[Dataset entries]
[Start of section]

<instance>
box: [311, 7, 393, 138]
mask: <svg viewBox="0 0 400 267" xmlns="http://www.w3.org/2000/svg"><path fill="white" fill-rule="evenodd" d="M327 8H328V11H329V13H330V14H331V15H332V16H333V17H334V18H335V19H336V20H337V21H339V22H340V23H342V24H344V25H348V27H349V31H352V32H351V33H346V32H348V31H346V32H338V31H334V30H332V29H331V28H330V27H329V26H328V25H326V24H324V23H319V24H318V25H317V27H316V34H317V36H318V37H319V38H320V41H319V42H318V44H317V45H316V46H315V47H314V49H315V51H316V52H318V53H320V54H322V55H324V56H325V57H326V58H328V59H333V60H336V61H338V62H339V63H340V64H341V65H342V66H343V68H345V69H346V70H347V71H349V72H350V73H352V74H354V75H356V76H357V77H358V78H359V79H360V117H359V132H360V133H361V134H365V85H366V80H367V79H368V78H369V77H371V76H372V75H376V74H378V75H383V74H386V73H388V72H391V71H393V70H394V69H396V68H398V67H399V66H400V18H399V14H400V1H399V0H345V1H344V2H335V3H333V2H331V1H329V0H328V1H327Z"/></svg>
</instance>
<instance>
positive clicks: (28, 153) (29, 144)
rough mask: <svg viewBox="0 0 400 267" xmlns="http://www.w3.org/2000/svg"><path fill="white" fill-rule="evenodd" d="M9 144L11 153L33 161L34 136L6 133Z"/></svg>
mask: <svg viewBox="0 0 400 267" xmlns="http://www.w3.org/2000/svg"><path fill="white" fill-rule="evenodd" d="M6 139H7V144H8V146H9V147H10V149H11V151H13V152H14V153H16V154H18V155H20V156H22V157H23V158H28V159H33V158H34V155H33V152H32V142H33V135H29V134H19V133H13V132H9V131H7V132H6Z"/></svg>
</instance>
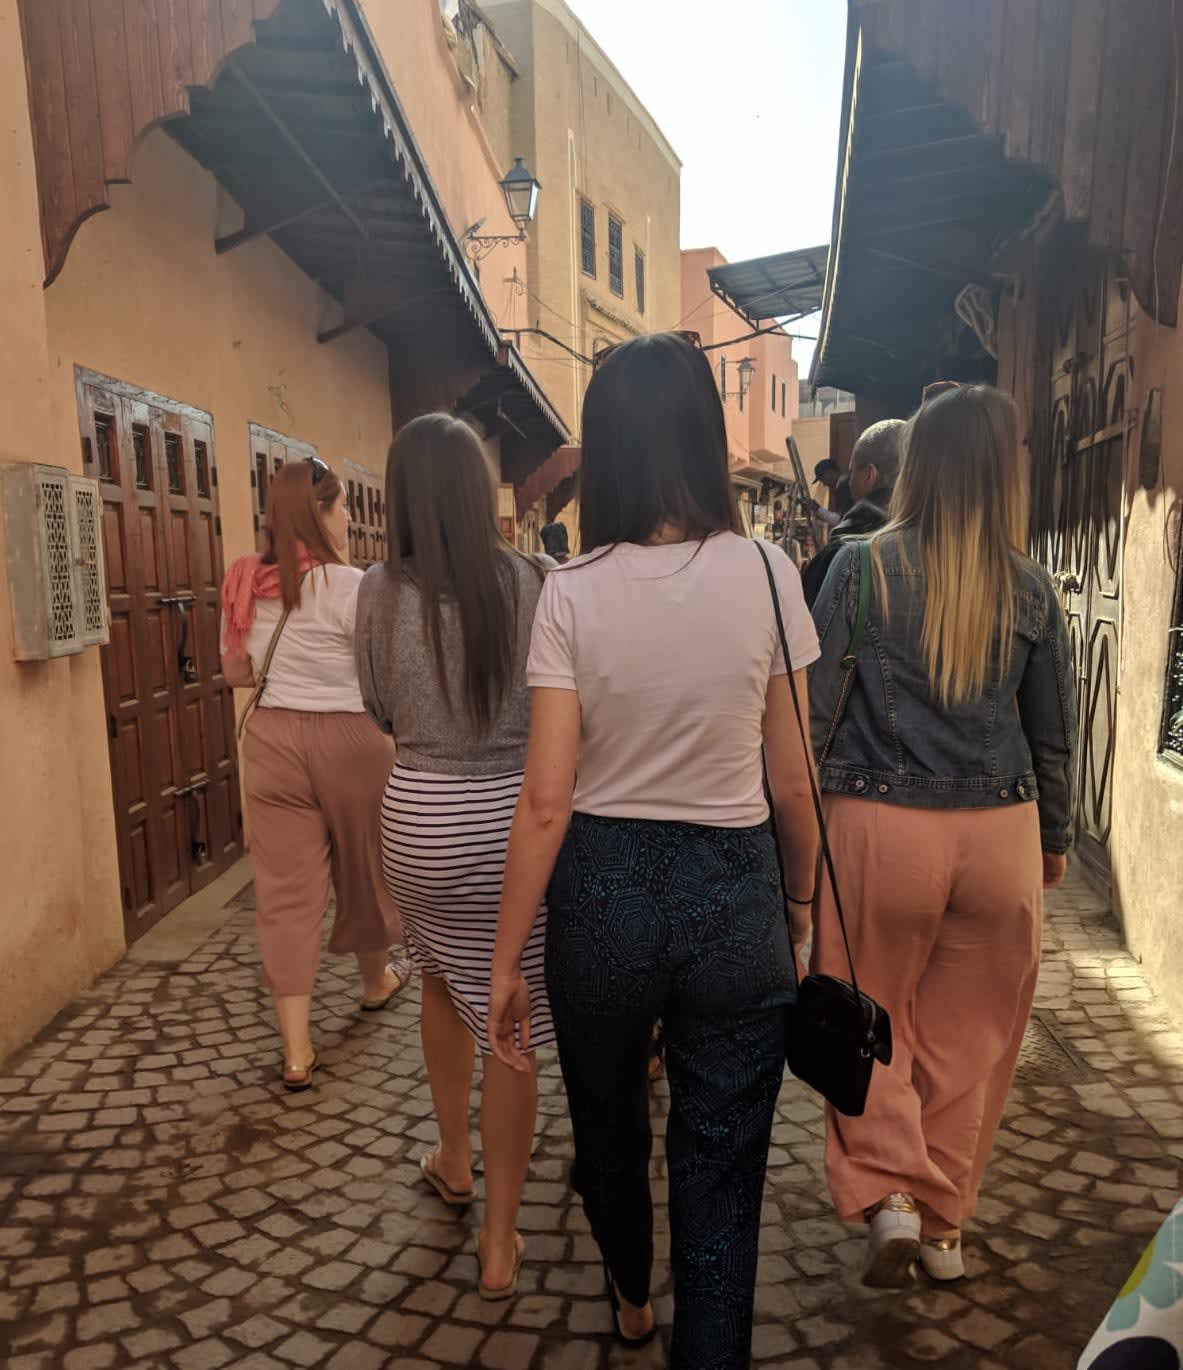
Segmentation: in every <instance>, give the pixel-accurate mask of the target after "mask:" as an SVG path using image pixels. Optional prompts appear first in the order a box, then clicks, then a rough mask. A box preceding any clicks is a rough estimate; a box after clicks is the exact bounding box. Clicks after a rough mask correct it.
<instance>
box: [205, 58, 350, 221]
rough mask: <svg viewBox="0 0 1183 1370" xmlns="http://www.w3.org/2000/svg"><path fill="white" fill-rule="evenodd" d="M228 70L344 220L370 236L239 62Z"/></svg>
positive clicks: (340, 196)
mask: <svg viewBox="0 0 1183 1370" xmlns="http://www.w3.org/2000/svg"><path fill="white" fill-rule="evenodd" d="M229 67H230V70H231V71H233V73H234V75H236V77H237V79H238V82H240V84H241V85H242V86H244V89H246V90H248V92H249V95H251V96H252V99H253V100H255V103H256V104H257V105H259V108H260V110H262V111H263V114H264V115H266V116H267V119H268V122H270V123H271V125H272V126H274V129H275V132H277V133H278V134H279V136H281V137H282V138H283V141H285V142H286V144H288V145H289V147H290V148H292V151H293V152H294V153H296V155H297V156H298V158H300V160H301V162H303V163H304V166H305V167H307V169H308V170H309V171H311V173H312V175H314V177H315V178H316V179H318V181H319V182H320V185H322V186H323V188H325V189H326V190H327V192H329V195H330V196H331V199H333V200H335V203H337V207H338V208H340V210H341V212H342V214H344V215H345V218H346V219H349V221H351V223H352V225H353V226H355V227H356V229H357V232H359V233H360V234H361V237H363V238H366V237H368V236H370V234H368V233H367V230H366V225H364V223H363V222H361V221H360V219H359V218H357V215H356V214H355V212H353V210H352V208H351V207H349V206H348V204H346V203H345V200H344V197H342V196H341V192H340V190H338V189H337V186H335V185H333V182H331V181H330V179H329V177H327V175H326V174H325V171H323V170H322V169H320V167H319V166H318V164H316V163H315V162H314V160H312V158H311V156H309V155H308V152H307V151H305V149H304V144H303V142H301V141H300V140H298V138H297V137H296V134H294V133H293V132H292V130H290V129H289V127H288V125H286V123H285V122H283V119H281V118H279V115H278V114H277V112H275V110H274V107H272V105H271V101H270V100H268V99H267V96H264V95H263V93H262V92H260V90H259V89H257V88H256V86H255V84H253V82H252V79H251V77H248V75H246V73H245V71H244V70H242V64H241V62H238V59H237V58H231V59H230V62H229Z"/></svg>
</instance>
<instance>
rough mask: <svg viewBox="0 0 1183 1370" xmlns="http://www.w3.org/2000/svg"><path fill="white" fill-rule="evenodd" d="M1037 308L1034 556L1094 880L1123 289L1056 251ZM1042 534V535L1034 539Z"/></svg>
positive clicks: (1129, 338) (1117, 485)
mask: <svg viewBox="0 0 1183 1370" xmlns="http://www.w3.org/2000/svg"><path fill="white" fill-rule="evenodd" d="M1058 267H1060V275H1058V278H1053V279H1052V284H1050V292H1052V293H1050V296H1049V297H1046V299H1045V301H1043V307H1042V312H1043V319H1045V341H1046V353H1045V358H1046V363H1047V367H1049V370H1047V377H1049V392H1047V418H1046V421H1043V422H1042V423H1041V429H1042V430H1043V432H1045V433H1046V434H1047V445H1046V448H1045V449H1043V470H1039V471H1036V479H1035V490H1036V499H1038V501H1039V503H1038V507H1036V512H1035V526H1036V548H1038V551H1039V553H1041V555H1042V556H1043V559H1045V562H1046V563H1047V564H1049V569H1050V570H1052V571H1053V573H1056V575H1057V582H1058V586H1060V593H1061V600H1063V603H1064V612H1065V615H1067V619H1068V632H1069V641H1071V649H1072V671H1073V675H1075V680H1076V690H1078V708H1079V712H1078V719H1079V748H1078V762H1076V812H1075V829H1076V844H1078V852H1079V855H1080V858H1082V859H1083V860H1084V862H1086V864H1087V866H1090V867H1091V869H1093V871H1094V873H1095V874H1097V875H1098V877H1101V878H1102V880H1104V881H1108V880H1110V878H1112V875H1110V862H1109V849H1108V848H1109V837H1110V829H1112V810H1113V760H1115V752H1116V745H1117V669H1119V660H1120V644H1121V560H1123V515H1124V501H1125V495H1124V490H1125V464H1127V460H1125V459H1127V438H1128V430H1130V429H1128V423H1130V416H1128V414H1127V407H1125V396H1127V393H1128V377H1130V369H1131V359H1130V341H1131V338H1130V299H1128V286H1127V285H1125V284H1124V282H1123V281H1120V279H1117V277H1116V275H1115V273H1113V271H1110V270H1106V269H1105V264H1104V262H1101V260H1099V259H1098V258H1097V256H1095V255H1094V256H1091V258H1089V255H1087V253H1084V252H1083V249H1073V251H1069V252H1065V255H1064V259H1063V260H1061V262H1060V263H1058ZM1041 530H1042V532H1041Z"/></svg>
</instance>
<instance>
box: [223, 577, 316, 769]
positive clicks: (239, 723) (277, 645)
mask: <svg viewBox="0 0 1183 1370" xmlns="http://www.w3.org/2000/svg"><path fill="white" fill-rule="evenodd" d="M307 575H308V573H307V571H305V573H304V575H301V577H300V581H298V585H297V593H298V590H300V589H301V588H303V585H304V581H305V578H307ZM290 616H292V610H290V608H285V610H283V612H282V614H281V615H279V622H278V623H277V625H275V632H274V633H272V634H271V641H270V643H268V644H267V652H266V655H264V658H263V670H262V671H260V673H259V675H257V678H256V681H255V689H253V690H252V692H251V699H249V700H246V708H244V710H242V717H241V718H240V719H238V741H240V743H241V741H242V734H244V733H245V732H246V725H248V723H249V722H251V715H252V714H253V712H255V710H256V708H257V707H259V700H260V699H263V690H264V689H267V677H268V675H270V674H271V660H272V658H274V656H275V648H277V647H278V645H279V638H281V637H282V636H283V629H285V627H286V626H288V619H289V618H290Z"/></svg>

[End of section]

• **Written task**
Count the lines of the records above that contain the string "positive", treating uppercase and lowercase as different, and give only the number.

• **Response**
4